Problem to work on
All that is wanted is the span of lines from the one with "Detect monkey's nose" to the last line of the data, copied exactly.

Spatial localization data
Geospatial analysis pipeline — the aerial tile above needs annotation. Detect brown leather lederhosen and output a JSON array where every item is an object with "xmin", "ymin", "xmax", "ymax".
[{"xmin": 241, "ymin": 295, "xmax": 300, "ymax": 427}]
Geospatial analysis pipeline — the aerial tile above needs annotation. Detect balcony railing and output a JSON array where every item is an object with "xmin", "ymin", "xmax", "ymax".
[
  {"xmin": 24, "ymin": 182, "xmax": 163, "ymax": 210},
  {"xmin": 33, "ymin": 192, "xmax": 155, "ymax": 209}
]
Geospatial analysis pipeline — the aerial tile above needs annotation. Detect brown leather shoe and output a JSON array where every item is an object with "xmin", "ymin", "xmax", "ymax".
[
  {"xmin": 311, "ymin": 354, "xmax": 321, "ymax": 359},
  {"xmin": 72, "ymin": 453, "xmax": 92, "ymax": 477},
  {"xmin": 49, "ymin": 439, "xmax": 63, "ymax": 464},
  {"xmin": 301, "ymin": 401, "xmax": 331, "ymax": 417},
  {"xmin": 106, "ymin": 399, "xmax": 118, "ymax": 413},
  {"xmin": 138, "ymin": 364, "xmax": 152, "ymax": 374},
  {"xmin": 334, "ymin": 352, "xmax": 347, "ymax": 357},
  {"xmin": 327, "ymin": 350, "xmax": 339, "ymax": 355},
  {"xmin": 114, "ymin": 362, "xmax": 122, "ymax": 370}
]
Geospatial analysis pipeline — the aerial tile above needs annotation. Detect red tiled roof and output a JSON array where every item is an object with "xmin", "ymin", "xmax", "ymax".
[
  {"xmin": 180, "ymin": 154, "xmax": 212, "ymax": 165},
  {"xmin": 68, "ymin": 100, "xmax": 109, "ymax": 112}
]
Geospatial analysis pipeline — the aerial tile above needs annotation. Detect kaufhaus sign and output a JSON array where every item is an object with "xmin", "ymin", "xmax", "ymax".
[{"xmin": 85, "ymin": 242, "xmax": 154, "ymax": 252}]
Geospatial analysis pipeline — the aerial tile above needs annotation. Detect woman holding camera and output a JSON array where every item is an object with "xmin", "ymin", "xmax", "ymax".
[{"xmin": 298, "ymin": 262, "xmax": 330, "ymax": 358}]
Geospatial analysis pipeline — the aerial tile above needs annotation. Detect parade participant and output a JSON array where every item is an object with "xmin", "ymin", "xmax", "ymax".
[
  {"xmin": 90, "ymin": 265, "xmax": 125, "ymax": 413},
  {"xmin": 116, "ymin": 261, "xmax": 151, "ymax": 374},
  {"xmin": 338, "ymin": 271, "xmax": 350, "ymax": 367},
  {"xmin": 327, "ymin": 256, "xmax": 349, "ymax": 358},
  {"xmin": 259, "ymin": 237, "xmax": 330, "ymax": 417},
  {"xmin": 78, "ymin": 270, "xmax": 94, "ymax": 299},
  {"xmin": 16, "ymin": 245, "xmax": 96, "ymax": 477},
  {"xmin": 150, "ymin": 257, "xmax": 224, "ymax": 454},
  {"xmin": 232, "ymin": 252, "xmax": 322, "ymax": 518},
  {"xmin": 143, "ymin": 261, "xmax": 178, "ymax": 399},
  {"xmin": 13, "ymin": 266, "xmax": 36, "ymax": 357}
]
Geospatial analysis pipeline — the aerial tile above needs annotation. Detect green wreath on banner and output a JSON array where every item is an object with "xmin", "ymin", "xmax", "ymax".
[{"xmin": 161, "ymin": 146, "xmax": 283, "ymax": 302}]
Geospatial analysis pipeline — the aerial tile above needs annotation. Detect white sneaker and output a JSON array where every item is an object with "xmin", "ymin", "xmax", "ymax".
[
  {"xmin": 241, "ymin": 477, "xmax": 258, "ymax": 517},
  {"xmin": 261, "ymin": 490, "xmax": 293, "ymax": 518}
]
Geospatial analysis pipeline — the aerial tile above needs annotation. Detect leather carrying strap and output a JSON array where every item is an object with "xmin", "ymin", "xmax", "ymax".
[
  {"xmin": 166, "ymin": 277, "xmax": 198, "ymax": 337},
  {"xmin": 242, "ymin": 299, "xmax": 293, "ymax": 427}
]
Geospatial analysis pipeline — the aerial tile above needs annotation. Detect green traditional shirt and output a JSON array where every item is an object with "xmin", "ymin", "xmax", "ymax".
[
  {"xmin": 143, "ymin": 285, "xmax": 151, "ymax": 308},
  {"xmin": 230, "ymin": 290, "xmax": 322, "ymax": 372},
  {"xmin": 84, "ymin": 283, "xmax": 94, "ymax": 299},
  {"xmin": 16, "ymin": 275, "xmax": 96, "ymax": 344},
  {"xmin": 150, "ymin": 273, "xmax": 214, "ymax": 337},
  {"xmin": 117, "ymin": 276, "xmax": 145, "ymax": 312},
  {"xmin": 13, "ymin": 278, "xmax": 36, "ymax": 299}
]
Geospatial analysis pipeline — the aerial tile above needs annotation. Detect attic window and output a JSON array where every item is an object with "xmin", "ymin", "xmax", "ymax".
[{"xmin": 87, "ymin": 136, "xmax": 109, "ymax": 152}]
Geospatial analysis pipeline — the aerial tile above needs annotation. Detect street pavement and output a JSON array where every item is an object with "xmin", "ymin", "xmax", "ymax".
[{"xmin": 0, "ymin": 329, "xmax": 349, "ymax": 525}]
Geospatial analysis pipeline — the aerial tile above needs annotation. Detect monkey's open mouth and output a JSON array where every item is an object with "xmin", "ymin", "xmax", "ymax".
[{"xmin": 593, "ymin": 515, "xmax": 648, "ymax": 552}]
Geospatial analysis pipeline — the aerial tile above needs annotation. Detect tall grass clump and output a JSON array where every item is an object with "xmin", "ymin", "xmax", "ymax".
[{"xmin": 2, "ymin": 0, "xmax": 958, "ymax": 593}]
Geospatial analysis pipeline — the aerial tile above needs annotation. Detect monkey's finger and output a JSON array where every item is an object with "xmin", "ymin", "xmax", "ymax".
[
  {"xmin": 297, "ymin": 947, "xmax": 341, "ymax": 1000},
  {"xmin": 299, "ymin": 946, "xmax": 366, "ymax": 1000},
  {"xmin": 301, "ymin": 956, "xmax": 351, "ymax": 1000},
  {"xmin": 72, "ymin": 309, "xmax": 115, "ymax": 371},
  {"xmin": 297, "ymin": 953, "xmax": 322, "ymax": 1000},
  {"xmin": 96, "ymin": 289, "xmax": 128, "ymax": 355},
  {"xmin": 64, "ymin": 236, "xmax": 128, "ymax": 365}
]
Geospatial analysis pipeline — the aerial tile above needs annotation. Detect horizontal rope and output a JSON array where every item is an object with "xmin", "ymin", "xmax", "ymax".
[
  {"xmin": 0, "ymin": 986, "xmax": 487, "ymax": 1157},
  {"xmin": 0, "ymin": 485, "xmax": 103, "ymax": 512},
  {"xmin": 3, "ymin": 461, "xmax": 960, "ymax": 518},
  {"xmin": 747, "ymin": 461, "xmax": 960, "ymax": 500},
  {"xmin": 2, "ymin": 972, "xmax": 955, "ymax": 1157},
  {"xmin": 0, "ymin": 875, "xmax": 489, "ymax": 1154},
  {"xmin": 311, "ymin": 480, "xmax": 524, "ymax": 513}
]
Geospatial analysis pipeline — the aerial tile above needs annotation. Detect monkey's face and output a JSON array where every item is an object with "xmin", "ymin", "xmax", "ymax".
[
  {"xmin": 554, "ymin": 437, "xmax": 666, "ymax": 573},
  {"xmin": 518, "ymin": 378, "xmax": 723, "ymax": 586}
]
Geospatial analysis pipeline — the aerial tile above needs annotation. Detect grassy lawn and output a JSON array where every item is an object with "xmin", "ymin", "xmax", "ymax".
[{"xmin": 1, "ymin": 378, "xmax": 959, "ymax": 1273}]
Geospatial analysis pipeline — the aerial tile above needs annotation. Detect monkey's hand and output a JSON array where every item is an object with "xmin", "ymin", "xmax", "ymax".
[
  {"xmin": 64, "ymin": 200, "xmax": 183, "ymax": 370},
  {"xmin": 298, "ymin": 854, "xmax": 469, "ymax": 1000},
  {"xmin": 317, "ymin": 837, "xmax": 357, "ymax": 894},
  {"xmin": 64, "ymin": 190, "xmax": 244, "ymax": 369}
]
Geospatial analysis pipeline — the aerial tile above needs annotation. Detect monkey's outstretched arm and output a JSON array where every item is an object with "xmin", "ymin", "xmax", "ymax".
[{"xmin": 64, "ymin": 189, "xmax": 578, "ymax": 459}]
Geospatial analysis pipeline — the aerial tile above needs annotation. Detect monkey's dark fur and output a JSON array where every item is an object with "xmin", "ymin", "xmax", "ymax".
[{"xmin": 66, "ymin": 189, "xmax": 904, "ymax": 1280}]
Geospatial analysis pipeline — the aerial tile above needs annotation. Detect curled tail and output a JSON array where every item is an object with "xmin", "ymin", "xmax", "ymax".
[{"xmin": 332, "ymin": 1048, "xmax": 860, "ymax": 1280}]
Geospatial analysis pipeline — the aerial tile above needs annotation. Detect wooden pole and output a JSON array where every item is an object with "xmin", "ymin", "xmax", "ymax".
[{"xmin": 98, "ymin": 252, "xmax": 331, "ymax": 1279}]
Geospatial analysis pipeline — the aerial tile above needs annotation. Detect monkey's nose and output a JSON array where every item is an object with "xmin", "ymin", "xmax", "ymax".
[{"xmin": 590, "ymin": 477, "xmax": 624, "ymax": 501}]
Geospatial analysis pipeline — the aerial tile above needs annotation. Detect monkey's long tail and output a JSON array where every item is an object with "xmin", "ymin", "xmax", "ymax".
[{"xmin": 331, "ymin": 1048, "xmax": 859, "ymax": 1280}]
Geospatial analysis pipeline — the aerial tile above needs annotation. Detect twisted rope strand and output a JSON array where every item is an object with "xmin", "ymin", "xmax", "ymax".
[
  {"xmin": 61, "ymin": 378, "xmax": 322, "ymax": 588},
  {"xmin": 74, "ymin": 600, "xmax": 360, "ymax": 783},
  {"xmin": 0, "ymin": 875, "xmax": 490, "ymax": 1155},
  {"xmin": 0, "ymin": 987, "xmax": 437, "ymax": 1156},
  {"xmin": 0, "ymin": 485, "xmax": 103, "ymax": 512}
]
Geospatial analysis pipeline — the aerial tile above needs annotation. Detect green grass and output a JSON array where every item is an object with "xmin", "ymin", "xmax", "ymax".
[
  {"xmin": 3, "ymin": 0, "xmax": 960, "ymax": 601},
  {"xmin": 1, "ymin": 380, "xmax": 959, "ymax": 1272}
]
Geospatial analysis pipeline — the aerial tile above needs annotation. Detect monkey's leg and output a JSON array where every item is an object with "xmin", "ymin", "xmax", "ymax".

Response to the task
Geospatial analysis pipeline — the aerial tile above needs annotation. Detect monkey's nose and output a JSON array where every item is an object with "xmin", "ymin", "xmax", "ymax".
[{"xmin": 590, "ymin": 477, "xmax": 624, "ymax": 501}]
Geospatial analysis pipeline — the aerial tile above needs annotation. Detect monkey's long tail and output a JSON array where every item is an object with "xmin", "ymin", "xmax", "ymax".
[{"xmin": 331, "ymin": 1048, "xmax": 859, "ymax": 1280}]
Geospatial analysis pipeline — the aerial tile above needs annotation. Detect twisted rope strand and output a JSON array where every item is an object with "xmin", "ymin", "xmax", "ymax".
[
  {"xmin": 61, "ymin": 378, "xmax": 322, "ymax": 588},
  {"xmin": 74, "ymin": 600, "xmax": 360, "ymax": 783},
  {"xmin": 0, "ymin": 875, "xmax": 490, "ymax": 1155},
  {"xmin": 0, "ymin": 987, "xmax": 437, "ymax": 1156},
  {"xmin": 0, "ymin": 485, "xmax": 103, "ymax": 512}
]
Geospatial analysis pipeline — the aerial tile above needs annotation. Detect green grass and output a JSON array where every item is an object with "xmin", "ymin", "xmax", "ymax".
[
  {"xmin": 3, "ymin": 0, "xmax": 960, "ymax": 601},
  {"xmin": 1, "ymin": 380, "xmax": 959, "ymax": 1272}
]
Geospatial analysis pipeline — the aerial tile above needs annotation. Detect monkey's leg and output a JSON array where every item is an object with "xmin", "ymin", "xmax", "ymax".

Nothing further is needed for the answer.